--- SELECTED EXCERPT ---
━━━
For instance, Orange quoted Brown to support his vision of Washington, D.C., as a city "pregnant with unlimited possibilities" if only government would clear away the hurdles to employment, education and government contracts now blocking the personal progress of so many city residents.
"I believe James Brown said it best," Orange said, singing: " 'I don't want nobody. To give me nothin'. Open up the door. I'll get it myself.' "
Orange turned to Brown again a few minutes later to underscore the importance of improving the city's troubled public school system. " 'Got to, got to, got to get it, y'all,' " the council member sang. " 'What do you say? Got to get a education. Or might as well be dead.' "
Orange's speech followed a 13-minute video tracing his personal journey from an impoverished childhood in Oakland, Calif., to the heights of local politics in the nation's capital. ("Learning and achieving. Setting goals. Achieving them. And moving on," the narrator said. That's Vincent Orange: "A man on a mission.")
In an interview, Orange said he came to study Brown's oeuvre while growing up in Oakland, where Orange frequently imitated Brown in local talent shows. Orange said he also was impressed when Brown put on a 99-cent concert at the Oakland Coliseum.
Brown "was always in tune to the community. And I used to always listen to his music. That's why I thought, hey, I'm going to get me an education. I don't want to be dead," said Orange, who now holds four degrees in law, communications and business administration.
Brown's words "just stuck with me," Orange said. "It just made sense. Unlike a lot of the stuff they listen to today."
On the Road Again
While Orange was regaling the crowd at the Mandarin, Williams was in Indianapolis, attending a convention of the National League of Cities. The trip brought to 198 the number of days the mayor has been out of town during his second term, which began in January 2003.
During his absence, Terry Lynch, executive director of the Downtown Cluster of Congregations, sent a letter to the mayor's office asking Williams to give up his leadership post in the national municipal organization and consider staying home a little more often.
"Your extensive travel schedule has become a serious political liability for you in your role as mayor. There is a public perception that your hands-on oversight of the city -- and therefore its well-being -- have taken a 'back seat' to your travel commitments and obligations to groups such as the National League of Cities," says the letter, dated last Friday. "By resigning your position . . . you would send a clear message that District residents are your # 1 priority."
If he got the letter, Williams ignored the message. On Friday night, the mayor cheerfully sipped martinis and performed the booty call at a reception in his honor at the Indianapolis Marriott hotel. And on Saturday, he was unanimously elected president of the league -- the first D.C. mayor ever to attain the post -- and graciously accepted.
━━━
--- LIST OF TASKS ---
**A.** Answer these from the news excerpt, keeping the (i)–(iii) marks:
(i) In which city did Orange grow up?
(ii) How long was the video shown before Orange's speech?
(iii) How many days had Williams been out of town during his second term, counting the Indianapolis trip?
**B.** According to the news excerpt, why did Terry Lynch ask Williams to give up his leadership post in the National League of Cities? Answer in one to three sentences.
**C.** Decide whether each statement agrees with the news excerpt. Answer yes or no, and quote the words from the text that settle it:
(i) Williams was elected president of the league by a divided vote.
(ii) Orange holds four degrees.
(iii) Brown once put on a 99-cent concert at the Oakland Coliseum.
None of the object detection lines are used for this work.

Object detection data
━━━
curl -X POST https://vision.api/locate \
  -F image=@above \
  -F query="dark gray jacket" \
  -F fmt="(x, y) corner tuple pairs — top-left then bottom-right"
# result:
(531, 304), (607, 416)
━━━
--- THE SOLUTIONS ---
**A.**
(i) Oakland, Calif.
(ii) 13 minutes
(iii) 198 days

**B.** Lynch wrote that the mayor's extensive travel had become a serious political liability. He said the public perceived that Williams's hands-on oversight of the city had taken a "back seat" to his travel and his obligations to groups like the league. Resigning, he argued, would send a clear message that District residents were the mayor's top priority.

**C.**
(i) No: "he was unanimously elected president of the league"
(ii) Yes: "who now holds four degrees in law, communications and business administration"
(iii) Yes: "Brown put on a 99-cent concert at the Oakland Coliseum"